(Text-to-region grounding data)
- - - - -
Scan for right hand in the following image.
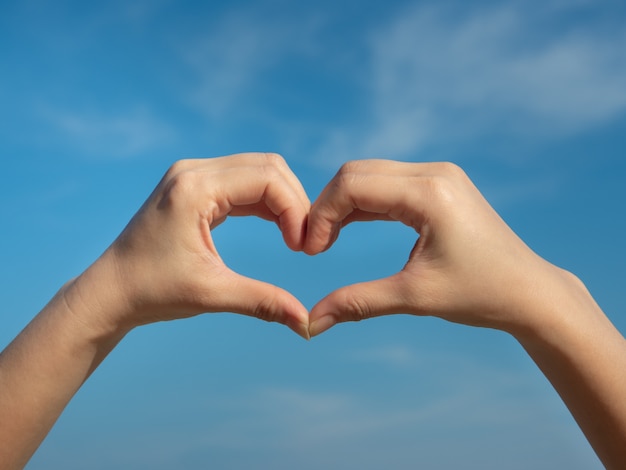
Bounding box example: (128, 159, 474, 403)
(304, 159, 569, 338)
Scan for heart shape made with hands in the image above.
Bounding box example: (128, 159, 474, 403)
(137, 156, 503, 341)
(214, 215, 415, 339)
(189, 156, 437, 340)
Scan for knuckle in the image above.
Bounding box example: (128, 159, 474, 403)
- - - - -
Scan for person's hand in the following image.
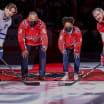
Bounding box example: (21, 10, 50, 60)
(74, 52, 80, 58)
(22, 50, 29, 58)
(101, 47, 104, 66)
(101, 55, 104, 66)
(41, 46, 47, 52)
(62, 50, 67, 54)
- - - - -
* **Exercise**
Look over the entries above and count the lines where the word "image" appears, then report only that count.

* **Problem solution**
4